TEXT below:
Registration Dossier

Administrative data

Description of key information

Acute oral toxicity: OECD TG 401: LD50 >5000 mg/kg bw based on read-across from Patchouli oil.

Key value for chemical safety assessment

Acute toxicity: via oral route

Link to relevant study records

Referenceopen allclose all

Endpoint:
acute toxicity: oral
Type of information:
read-across from supporting substance (structural analogue or surrogate)
Adequacy of study:
key study
Study period:
2017
Reliability:
2 (reliable with restrictions)
Rationale for reliability incl. deficiencies:
other: read-across information
Justification for type of information:
The read across rationale for this substance is presented in the Acute Toxicity Endpoint summary, the documents are also attached there.
Reason / purpose:
read-across source
Key result
Sex:
not specified
Dose descriptor:
LD50
Effect level:
> 5 000 mg/kg bw
Based on:
test mat.
Interpretation of results:
other: Not acute harmful.
Remarks:
According to EU CLP Regulation (EC) No. 1272/2008 and its amendments.
Conclusions:
The substance has an LD50 >5000 mg/kg bw.
Endpoint:
acute toxicity: oral
Type of information:
experimental study
Adequacy of study:
key study
Study period:
Not reported
Reliability:
2 (reliable with restrictions)
Rationale for reliability incl. deficiencies:
other: Reliability has been presented as 2 because similar to OECD Guideline protocol has been followed but not GLP.
Justification for type of information:
Information is used for read across to Patchouli Alcohol
Reason / purpose:
read-across: supporting information
Qualifier:
equivalent or similar to
Guideline:
OECD Guideline 401 (Acute Oral Toxicity)
End of TEXT.
GIVEN ENTRIES below:
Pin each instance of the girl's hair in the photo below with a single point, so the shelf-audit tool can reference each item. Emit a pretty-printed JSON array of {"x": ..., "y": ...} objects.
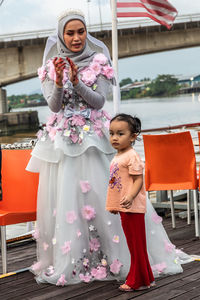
[{"x": 133, "y": 122}]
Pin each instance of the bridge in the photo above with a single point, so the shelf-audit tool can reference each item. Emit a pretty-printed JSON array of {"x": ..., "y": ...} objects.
[{"x": 21, "y": 53}]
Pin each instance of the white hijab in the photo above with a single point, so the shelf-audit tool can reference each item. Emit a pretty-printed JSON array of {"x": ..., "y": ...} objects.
[{"x": 55, "y": 45}]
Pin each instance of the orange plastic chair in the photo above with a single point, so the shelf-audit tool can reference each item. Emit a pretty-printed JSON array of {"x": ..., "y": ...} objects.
[
  {"x": 170, "y": 164},
  {"x": 19, "y": 193}
]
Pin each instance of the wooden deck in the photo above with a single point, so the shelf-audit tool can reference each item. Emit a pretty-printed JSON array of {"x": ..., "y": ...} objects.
End of GIVEN ENTRIES.
■ **WORK REQUEST 1**
In the acute oral toxicity dossier, copy the text between "Registration Dossier" and "from Patchouli oil.", inclusive.
■ **WORK REQUEST 2**
Answer these questions from the acute oral toxicity dossier:
(a) What study period is listed for the entry based on read-across from a supporting substance?
(b) What interpretation of results is recorded?
(c) Which guideline is named for the experimental study?

■ **EXPECTED ANSWER 1**
Registration Dossier

Administrative data

Description of key information

Acute oral toxicity: OECD TG 401: LD50 >5000 mg/kg bw based on read-across from Patchouli oil.

■ **EXPECTED ANSWER 2**
(a) 2017
(b) Not acute harmful.
(c) OECD Guideline 401 (Acute Oral Toxicity)